** Start of GIVEN RECORDS **

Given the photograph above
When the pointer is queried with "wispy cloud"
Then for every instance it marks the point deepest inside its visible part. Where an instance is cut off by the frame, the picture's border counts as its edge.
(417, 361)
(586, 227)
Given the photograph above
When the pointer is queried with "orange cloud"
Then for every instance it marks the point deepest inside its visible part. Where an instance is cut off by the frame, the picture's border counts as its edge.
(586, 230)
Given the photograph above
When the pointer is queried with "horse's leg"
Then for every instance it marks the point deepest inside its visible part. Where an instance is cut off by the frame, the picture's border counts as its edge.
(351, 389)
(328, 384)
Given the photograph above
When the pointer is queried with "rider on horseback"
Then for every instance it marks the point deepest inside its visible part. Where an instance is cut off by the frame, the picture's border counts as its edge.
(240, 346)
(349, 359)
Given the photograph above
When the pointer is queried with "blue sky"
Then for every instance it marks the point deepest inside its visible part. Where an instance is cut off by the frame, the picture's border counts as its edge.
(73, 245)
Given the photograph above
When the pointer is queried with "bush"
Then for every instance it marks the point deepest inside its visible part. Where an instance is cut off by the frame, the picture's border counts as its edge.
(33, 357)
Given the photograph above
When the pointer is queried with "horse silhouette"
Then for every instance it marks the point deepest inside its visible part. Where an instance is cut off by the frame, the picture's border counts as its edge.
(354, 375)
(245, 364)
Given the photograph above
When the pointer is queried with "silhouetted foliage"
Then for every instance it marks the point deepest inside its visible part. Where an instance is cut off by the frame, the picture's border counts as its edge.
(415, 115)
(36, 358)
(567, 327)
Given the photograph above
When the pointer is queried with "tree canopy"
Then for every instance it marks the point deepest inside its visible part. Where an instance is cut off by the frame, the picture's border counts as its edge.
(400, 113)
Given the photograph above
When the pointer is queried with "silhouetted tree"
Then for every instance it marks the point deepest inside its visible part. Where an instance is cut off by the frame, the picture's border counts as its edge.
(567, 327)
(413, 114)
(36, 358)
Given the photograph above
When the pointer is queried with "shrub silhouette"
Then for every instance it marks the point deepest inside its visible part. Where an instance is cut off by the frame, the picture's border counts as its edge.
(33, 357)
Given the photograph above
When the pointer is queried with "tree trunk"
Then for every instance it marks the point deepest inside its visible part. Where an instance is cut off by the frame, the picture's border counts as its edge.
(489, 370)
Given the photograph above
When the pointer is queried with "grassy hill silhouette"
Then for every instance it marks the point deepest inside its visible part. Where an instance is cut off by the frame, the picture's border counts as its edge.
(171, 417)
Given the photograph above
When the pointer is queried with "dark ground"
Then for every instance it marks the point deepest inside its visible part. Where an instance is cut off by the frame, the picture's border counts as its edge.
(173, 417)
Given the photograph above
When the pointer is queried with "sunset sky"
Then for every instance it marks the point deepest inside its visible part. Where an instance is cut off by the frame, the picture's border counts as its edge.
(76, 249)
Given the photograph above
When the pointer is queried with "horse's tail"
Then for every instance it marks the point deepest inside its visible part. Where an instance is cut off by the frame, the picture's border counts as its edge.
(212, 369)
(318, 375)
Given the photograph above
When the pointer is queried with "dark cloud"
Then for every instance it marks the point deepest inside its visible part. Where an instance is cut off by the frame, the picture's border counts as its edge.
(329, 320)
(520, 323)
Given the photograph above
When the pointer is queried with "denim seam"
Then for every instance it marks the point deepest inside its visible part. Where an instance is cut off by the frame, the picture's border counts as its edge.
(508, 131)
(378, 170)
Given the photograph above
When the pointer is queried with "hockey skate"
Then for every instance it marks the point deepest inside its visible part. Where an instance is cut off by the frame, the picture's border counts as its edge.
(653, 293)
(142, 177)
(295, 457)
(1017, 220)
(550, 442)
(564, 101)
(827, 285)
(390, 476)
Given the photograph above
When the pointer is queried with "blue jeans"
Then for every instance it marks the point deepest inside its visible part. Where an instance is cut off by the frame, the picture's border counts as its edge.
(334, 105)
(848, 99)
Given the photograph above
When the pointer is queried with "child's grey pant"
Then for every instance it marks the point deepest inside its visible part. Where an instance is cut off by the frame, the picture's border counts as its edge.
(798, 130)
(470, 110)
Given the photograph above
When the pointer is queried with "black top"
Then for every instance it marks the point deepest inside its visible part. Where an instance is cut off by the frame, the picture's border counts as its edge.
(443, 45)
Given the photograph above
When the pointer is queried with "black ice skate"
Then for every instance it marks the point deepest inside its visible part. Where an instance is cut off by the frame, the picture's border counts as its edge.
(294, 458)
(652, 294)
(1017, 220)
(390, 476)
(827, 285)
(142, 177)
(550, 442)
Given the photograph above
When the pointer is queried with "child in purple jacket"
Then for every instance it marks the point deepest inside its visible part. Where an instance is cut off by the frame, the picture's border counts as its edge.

** End of GIVEN RECORDS **

▶ _WHAT TO PRODUCE_: Copy every line verbatim.

▶ _RESPONSE TO THE EXERCISE_:
Given the photograph above
When the pointer is queried with "wispy cloud"
Then for every instance it marks the point deepest inside its visible part. Where an instance is cut off by the frame, the picture's border counts as its edge.
(417, 361)
(586, 227)
Given the photograph above
When the pointer is queried with "orange cloud"
Then for every instance it marks the point deepest inside its visible part. Where an instance is cut off by the frame, the picture's border counts as its edge.
(586, 230)
Given the photograph above
When the pointer is queried with "horse's leg"
Then for every instance it marks the point deepest inside its visible part. Where an instance is cut off by the frame, the picture's border counts as its edge.
(351, 389)
(328, 384)
Given the photograph above
When the pointer is queried with "rider on horseback"
Then for every instance it marks the point deepest inside its visible part. Where an instance is cut off by the frame, the picture's border counts as its edge.
(240, 346)
(349, 359)
Given the photograph above
When the pointer is queried with "blue sky"
Then for every instance it marks the point deepest inside its visible part. Where an instance is cut off by the frame, the picture's border counts as its edge.
(73, 245)
Given the photograph above
When the pointer is queried with "bush"
Then for every instance it marks the point deepest inside its visible part. Where an instance is cut off by the frame, the picture's border counts as its edge.
(33, 357)
Given the photograph above
When the pointer is queried with "horse silhouette"
Then for every instance it marks the point deepest inside its visible part. Where an instance is cut off by the frame, the picture's border counts as its edge.
(354, 375)
(245, 364)
Given the photograph above
When the pointer is queried with "silhouetted foliage"
Then for every instance it marks the point deepest inside its visible part. Where an instance is cut off by the frame, the picture's border counts as its edge.
(415, 115)
(36, 358)
(567, 327)
Given the photograph above
When the pointer is queried with "tree canopy"
Then for every instance it marks the point deepest inside its visible part. Where an instance is cut off by the frame, the picture's border counts as its edge.
(400, 113)
Given the photograph above
When the pointer is queried with "silhouetted tree"
Then for every instance it marks the point deepest inside its visible part. Where an instance is cut off by the frame, the picture's border counts as its edge.
(567, 327)
(413, 114)
(36, 358)
Given the photograph above
When the pointer is queried with "shrub silhouette"
Then for every instance it marks the point deepest inside its visible part. Where an instance is cut off by the frame, the picture's border counts as its edge.
(33, 357)
Given the photograph above
When the pointer is queried with "tree trunk"
Then for every instance it marks the point deepest inside its visible part. Where an instance is cut off by the frame, the picture's border counts as its edge.
(489, 370)
Given the photograph above
When the pointer is queried with "grassy hill silhouette"
Then for every instance it marks the point deepest inside its visible part. Where an instance is cut off by the frame, the picture's border counts as its edge.
(171, 417)
Given the photograph above
When the pointer is queried with "dark ground"
Then for every instance it marks the point deepest inside its visible part. Where an instance is cut off by the frame, the picture's border counts as its edge.
(173, 417)
Given the photograph above
When the pointer is queried with "sunset sky"
Then for every instance it marks the point deepest inside its visible part. Where an instance is cut off by the frame, the picture's border counts as its edge.
(76, 249)
Given the photograph above
When the pointer is queried with "horse's tail"
Then for every instance it marks the point deepest inside its visible part. Where an instance is cut off by the frame, the picture's border counts as its edge.
(212, 369)
(318, 375)
Given the photograph above
When the pointer is queried with "dark cloud"
Then for every instance it marks the point deepest inside its visible part. Where an instance is cut off by the frame, the picture's border counts as its edge.
(329, 320)
(520, 323)
Given the photograph above
When the pointer is queried with "denim seam"
Then for every instance it marks the point deepest inside its visible part. Where an instance is cut off by the frame, the picture's border counts as its edge.
(508, 131)
(378, 170)
Given the photograph above
When the pointer is queried with "hockey skate"
Then for every instance it marks the point deepest inside its visible part. Where an instance is cut off by the frame, the picture's border counts as its edge.
(653, 293)
(142, 177)
(295, 457)
(1017, 220)
(550, 442)
(564, 101)
(827, 285)
(390, 476)
Given the photograph above
When the pointer is queried with "blue jeans"
Then for every instance it marks the point deepest inside its visible part. Where an instance is cut off by the frame, the picture's border counts as its edge.
(334, 105)
(848, 99)
Given the photograph above
When the pointer is queried with "child's grey pant"
Then for every instance it marks the point deepest inside its visible part. Where an instance is cut off by the frame, the picture's border counts as its edge.
(798, 130)
(470, 110)
Given the photograph above
When the pointer is queried with "black top"
Then for every instance it marks the point deepest inside its visible part. Where an instance is cut off by the frame, the picture's border counts as its edge.
(443, 45)
Given the photograph above
When the pointer is queried with "black ice skate"
Then for every instance it marks the point deepest inside its visible part. Where an instance is cut off by the frame, the picture's border counts as its edge.
(294, 458)
(652, 294)
(1017, 220)
(390, 476)
(827, 285)
(142, 177)
(550, 442)
Given the photograph above
When the pointer is queried with "child in purple jacket"
Then for every instance it marks the point deepest inside its visible part. Where an instance is cut off by the frame, the picture's border counts as its edge.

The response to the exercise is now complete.